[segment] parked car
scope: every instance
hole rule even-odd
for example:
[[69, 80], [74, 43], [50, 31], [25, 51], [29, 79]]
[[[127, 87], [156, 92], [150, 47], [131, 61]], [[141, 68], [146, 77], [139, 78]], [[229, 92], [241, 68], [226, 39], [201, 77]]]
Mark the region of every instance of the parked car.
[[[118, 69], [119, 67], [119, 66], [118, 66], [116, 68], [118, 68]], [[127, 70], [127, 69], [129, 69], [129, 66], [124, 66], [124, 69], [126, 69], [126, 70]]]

==

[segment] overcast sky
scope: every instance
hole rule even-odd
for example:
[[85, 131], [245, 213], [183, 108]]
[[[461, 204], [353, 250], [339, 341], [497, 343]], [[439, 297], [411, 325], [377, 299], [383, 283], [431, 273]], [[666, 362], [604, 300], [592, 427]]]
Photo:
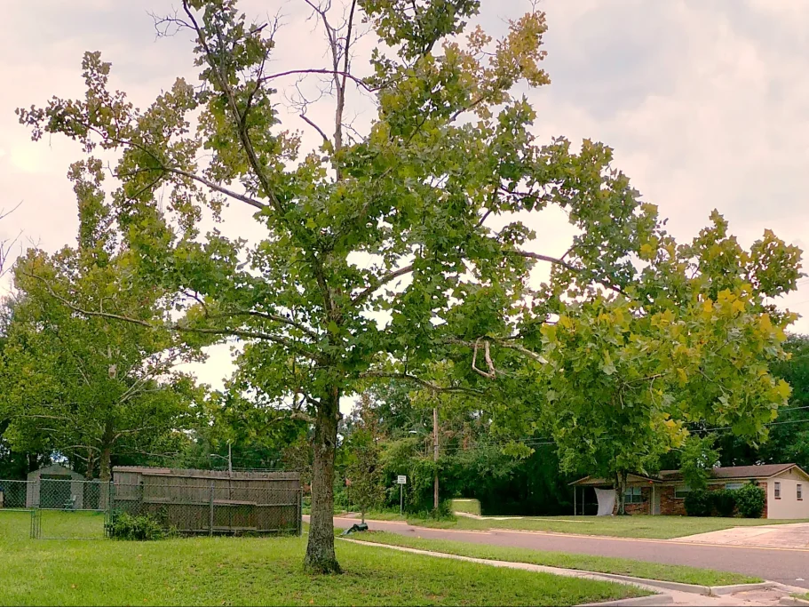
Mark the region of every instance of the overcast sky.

**Exercise objective**
Retype the data above from the line containing "[segment] parked car" through the line containing "69], [126, 70]]]", including both of those lines and reproducing every character without alteration.

**Answer to the exercise**
[segment] parked car
scope: every instance
hole rule even-odd
for example:
[[69, 80], [74, 43], [50, 31], [25, 51], [29, 79]]
[[[127, 87], [156, 92], [150, 47], [131, 61]], [[141, 68], [146, 77], [139, 78]], [[229, 92], [241, 68], [226, 39], [201, 77]]]
Mark the region of every instance of the parked car.
[[[118, 69], [119, 67], [119, 66], [118, 66], [116, 68], [118, 68]], [[127, 70], [127, 69], [129, 69], [129, 66], [124, 66], [124, 69], [126, 69], [126, 70]]]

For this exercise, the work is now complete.